**** Entries provided ****

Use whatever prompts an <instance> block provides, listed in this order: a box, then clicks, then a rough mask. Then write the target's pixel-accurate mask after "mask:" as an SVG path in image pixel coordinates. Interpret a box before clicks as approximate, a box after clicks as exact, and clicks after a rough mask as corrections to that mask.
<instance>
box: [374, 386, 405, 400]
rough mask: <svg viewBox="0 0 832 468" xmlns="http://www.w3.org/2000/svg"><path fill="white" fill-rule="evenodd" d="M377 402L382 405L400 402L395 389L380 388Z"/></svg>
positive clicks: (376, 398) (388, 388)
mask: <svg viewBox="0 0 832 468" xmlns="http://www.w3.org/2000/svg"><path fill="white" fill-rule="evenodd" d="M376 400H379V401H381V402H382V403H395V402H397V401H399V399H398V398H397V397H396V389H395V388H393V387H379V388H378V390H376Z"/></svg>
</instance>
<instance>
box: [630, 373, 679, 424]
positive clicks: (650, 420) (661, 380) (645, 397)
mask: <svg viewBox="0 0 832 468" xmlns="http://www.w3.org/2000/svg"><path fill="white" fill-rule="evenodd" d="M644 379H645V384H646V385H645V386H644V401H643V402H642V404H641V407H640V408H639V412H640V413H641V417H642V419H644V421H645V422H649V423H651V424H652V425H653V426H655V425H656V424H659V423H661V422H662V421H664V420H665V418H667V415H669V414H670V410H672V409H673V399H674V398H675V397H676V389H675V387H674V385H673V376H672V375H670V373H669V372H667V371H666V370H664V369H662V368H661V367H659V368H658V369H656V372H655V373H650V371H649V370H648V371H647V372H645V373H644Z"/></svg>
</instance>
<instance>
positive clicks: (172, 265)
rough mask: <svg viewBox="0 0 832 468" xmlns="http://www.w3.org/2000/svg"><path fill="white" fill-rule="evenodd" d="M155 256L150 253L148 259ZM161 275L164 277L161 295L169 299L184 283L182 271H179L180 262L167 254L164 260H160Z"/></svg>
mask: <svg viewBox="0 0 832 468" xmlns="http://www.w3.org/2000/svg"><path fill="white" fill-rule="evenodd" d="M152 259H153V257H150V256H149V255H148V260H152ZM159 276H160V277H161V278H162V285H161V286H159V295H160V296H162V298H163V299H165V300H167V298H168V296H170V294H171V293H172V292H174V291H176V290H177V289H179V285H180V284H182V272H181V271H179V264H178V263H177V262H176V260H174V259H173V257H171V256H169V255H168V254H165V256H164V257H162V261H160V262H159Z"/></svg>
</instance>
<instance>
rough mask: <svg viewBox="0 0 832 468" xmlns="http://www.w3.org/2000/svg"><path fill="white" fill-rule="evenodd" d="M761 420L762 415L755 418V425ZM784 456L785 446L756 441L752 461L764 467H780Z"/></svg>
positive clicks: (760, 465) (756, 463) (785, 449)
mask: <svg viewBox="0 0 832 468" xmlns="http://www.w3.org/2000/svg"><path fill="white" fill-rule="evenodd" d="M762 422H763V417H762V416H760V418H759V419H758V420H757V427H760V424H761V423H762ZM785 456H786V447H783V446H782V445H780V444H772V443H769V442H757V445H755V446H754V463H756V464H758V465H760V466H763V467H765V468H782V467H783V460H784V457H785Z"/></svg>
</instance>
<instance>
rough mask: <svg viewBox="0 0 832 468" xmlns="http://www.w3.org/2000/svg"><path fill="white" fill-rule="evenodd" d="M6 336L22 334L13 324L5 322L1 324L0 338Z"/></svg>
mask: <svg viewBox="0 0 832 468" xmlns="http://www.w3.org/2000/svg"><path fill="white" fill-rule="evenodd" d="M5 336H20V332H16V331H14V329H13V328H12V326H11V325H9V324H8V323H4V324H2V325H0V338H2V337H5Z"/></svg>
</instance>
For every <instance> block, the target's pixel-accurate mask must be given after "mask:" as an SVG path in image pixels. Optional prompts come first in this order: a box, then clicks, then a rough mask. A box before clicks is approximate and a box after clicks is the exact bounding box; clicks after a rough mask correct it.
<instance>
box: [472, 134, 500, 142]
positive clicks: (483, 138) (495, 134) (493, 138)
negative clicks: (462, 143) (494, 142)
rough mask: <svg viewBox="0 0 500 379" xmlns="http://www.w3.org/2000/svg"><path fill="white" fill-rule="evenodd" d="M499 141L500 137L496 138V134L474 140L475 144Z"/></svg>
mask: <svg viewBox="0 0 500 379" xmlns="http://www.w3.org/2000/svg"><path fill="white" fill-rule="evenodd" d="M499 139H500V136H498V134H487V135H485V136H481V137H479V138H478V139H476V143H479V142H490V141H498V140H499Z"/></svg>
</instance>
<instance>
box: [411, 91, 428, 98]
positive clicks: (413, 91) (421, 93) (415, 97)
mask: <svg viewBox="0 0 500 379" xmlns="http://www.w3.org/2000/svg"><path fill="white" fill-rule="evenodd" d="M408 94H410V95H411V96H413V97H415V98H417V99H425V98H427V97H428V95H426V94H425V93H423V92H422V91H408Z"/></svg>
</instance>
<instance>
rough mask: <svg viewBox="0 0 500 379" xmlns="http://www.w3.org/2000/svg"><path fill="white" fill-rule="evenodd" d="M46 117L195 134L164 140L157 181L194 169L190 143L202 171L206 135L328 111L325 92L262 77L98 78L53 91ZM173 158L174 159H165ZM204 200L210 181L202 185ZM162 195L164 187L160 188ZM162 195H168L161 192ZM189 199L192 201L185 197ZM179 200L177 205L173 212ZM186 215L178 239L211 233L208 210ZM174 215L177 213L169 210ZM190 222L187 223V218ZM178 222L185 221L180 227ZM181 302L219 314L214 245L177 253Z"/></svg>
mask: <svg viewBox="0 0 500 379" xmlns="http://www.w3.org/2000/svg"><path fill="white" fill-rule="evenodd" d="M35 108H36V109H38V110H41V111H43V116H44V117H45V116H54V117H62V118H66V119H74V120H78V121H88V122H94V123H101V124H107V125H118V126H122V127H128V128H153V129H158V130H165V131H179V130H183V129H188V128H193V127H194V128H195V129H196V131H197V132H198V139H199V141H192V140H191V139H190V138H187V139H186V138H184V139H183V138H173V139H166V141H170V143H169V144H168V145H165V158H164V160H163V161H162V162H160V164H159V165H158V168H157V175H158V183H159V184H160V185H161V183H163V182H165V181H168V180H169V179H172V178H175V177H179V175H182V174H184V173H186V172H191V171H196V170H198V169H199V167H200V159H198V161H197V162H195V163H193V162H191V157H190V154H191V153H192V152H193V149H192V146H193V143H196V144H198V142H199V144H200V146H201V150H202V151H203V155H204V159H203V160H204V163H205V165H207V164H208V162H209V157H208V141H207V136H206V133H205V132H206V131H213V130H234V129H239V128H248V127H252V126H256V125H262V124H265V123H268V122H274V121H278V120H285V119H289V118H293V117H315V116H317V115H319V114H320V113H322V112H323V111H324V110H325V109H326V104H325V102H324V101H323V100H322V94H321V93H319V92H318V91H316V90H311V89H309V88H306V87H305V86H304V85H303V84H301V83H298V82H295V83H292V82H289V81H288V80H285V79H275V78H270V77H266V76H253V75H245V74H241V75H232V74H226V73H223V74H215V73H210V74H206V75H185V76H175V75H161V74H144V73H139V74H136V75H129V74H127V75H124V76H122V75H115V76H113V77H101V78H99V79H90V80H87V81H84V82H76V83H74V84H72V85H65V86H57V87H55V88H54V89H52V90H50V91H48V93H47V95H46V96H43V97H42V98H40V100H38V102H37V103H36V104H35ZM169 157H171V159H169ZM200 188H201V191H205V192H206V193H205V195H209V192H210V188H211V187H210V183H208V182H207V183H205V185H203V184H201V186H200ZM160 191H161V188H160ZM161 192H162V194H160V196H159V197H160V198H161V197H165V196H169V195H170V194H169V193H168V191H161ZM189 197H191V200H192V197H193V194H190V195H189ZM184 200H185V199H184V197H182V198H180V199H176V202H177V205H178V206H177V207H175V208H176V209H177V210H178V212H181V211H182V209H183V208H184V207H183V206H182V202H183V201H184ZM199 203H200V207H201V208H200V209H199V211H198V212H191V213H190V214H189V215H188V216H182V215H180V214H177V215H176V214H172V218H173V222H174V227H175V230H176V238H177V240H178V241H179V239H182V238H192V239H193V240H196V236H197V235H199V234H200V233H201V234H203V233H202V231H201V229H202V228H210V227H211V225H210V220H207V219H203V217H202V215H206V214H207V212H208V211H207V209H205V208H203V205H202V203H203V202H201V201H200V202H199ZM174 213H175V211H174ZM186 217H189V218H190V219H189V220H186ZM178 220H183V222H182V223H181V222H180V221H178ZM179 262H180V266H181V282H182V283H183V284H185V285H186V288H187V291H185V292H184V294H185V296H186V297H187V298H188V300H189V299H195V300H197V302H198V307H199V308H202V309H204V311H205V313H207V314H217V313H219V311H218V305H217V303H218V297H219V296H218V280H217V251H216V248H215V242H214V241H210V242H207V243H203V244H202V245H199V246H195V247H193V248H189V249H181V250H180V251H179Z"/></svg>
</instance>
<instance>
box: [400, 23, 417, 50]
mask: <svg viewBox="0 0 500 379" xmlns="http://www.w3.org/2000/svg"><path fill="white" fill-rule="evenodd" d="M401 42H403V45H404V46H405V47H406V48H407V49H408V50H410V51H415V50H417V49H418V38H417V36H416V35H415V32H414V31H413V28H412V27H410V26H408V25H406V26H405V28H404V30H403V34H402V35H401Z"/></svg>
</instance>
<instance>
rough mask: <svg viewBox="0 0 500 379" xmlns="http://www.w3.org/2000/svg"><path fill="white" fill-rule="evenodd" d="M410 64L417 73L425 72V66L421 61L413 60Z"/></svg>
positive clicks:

****

Task description
Using the entries above, give again exactly the lines from the line holding "256L150 253L148 259ZM161" through the line holding "negative clicks: (462, 143) (494, 142)". Include both end lines and nothing else.

Output for this exercise
rough mask: <svg viewBox="0 0 832 468" xmlns="http://www.w3.org/2000/svg"><path fill="white" fill-rule="evenodd" d="M155 256L150 253L148 259ZM161 275L164 277L161 295L169 299L184 283L182 271H179L180 262L167 254L164 260H160Z"/></svg>
mask: <svg viewBox="0 0 832 468" xmlns="http://www.w3.org/2000/svg"><path fill="white" fill-rule="evenodd" d="M152 259H153V257H150V256H149V255H148V260H152ZM159 276H160V277H161V278H162V285H161V286H159V295H160V296H162V298H163V299H165V300H167V298H168V296H170V294H171V293H172V292H174V291H176V290H177V289H179V285H180V284H182V272H181V271H179V264H178V263H177V262H176V260H174V259H173V257H171V256H169V255H168V254H165V256H164V257H162V261H160V262H159Z"/></svg>
</instance>
<instance>
rough mask: <svg viewBox="0 0 832 468" xmlns="http://www.w3.org/2000/svg"><path fill="white" fill-rule="evenodd" d="M761 420L762 415L755 418V425ZM784 456L785 446L756 441L752 461L764 467H780Z"/></svg>
positive clicks: (760, 465) (756, 463) (785, 449)
mask: <svg viewBox="0 0 832 468" xmlns="http://www.w3.org/2000/svg"><path fill="white" fill-rule="evenodd" d="M762 422H763V417H762V416H760V418H759V419H758V420H757V427H760V424H761V423H762ZM785 456H786V447H783V446H782V445H780V444H772V443H769V442H757V445H755V446H754V463H756V464H758V465H760V466H763V467H765V468H782V467H783V460H784V457H785Z"/></svg>
</instance>
<instance>
rough mask: <svg viewBox="0 0 832 468" xmlns="http://www.w3.org/2000/svg"><path fill="white" fill-rule="evenodd" d="M6 336L22 334L13 324L5 322L1 324L0 338Z"/></svg>
mask: <svg viewBox="0 0 832 468" xmlns="http://www.w3.org/2000/svg"><path fill="white" fill-rule="evenodd" d="M5 336H20V332H16V331H14V329H13V328H12V326H11V325H9V324H8V323H4V324H2V325H0V338H2V337H5Z"/></svg>
</instance>
For every <instance> block, the target's pixel-accurate mask must be given after "mask:" as an SVG path in image pixels. Optional prompts come first in this order: a box, then clicks, then a rough mask. A box before clicks is approximate and a box after clicks is the exact bounding box; clicks after a rough mask correct it.
<instance>
box: [472, 134, 500, 142]
positive clicks: (483, 138) (495, 134) (493, 138)
negative clicks: (462, 143) (494, 142)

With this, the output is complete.